**TEXT PASSAGE:**
## START

Zeitgeist Films // 1982 // 108 Minutes // Rated R
Reviewed by Judge William Lee // February 12th, 2008
"Four garments and a ladder do not lead us to a corpse."
-- Mr. Neville
Moving out of the realm of experimental short films, in 1982 Peter Greenaway (The Pillow Book) made his first feature-length narrative film. The Draughtsman's Contract was the transitional work between his focused treatments on personal obsessions to his larger canvas explorations of many of those same personal obsessions. Adapting his style for a more mainstream audience, the director lay the foundation in this work for a brand of movie that was all his own.
The English countryside in 1694 is the setting for grazing sheep, upper-class snobbery and nefarious stratagems. Mr. Neville (Anthony Higgins, Raiders of the Lost Ark) is a talented draughtsman with an ego to match. He boasts that he can affect a man's reputation by the manner in which he chooses to draw his house or his wife. While her husband is away, Mrs. Herbert (Janet Suzman, Antony and Cleopatra) commissions Mr. Neville to deliver 12 drawings of their estate in 12 days. "Your terms are exorbitant," he counters, "so must mine be." In addition to money, Mrs. Herbert reluctantly agrees to indulge Mr. Neville's sexual whims as payment for the drawings.

## END

**SUPPLIED INFORMATION:**
## START

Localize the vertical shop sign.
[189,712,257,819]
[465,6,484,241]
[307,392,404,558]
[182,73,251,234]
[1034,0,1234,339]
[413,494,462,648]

## END

**STATED GOAL:**
Please copy out the stretch of the film review that opens with "The English countryside" and closes with "for the drawings.", swapping "estate" for "manor". Work from the film review alone.

**THE SOLUTION:**
The English countryside in 1694 is the setting for grazing sheep, upper-class snobbery and nefarious stratagems. Mr. Neville (Anthony Higgins, Raiders of the Lost Ark) is a talented draughtsman with an ego to match. He boasts that he can affect a man's reputation by the manner in which he chooses to draw his house or his wife. While her husband is away, Mrs. Herbert (Janet Suzman, Antony and Cleopatra) commissions Mr. Neville to deliver 12 drawings of their manor in 12 days. "Your terms are exorbitant," he counters, "so must mine be." In addition to money, Mrs. Herbert reluctantly agrees to indulge Mr. Neville's sexual whims as payment for the drawings.